### THE TASK
State how many lines in the listing below contain the word "like", with no other words.

————

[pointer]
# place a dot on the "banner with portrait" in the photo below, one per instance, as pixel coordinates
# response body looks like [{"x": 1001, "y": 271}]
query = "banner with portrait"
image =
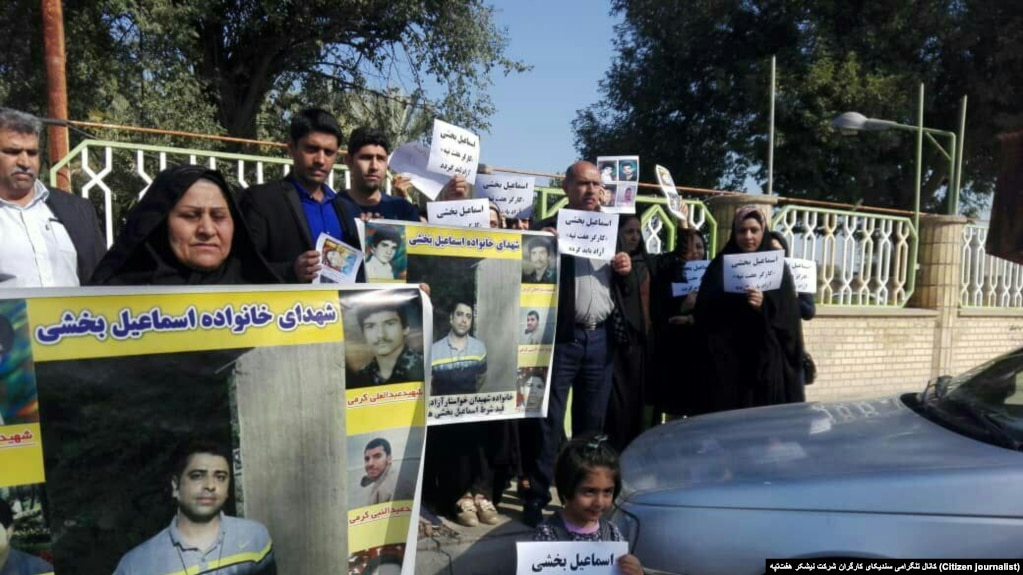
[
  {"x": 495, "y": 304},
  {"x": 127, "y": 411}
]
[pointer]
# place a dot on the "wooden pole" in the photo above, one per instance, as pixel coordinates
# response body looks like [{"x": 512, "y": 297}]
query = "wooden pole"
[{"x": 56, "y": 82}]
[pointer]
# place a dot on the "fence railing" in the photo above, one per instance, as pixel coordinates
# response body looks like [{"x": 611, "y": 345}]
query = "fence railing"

————

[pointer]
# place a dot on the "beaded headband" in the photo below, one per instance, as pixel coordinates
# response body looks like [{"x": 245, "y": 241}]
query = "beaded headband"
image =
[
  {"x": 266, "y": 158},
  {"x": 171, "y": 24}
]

————

### RESULT OF THE TASK
4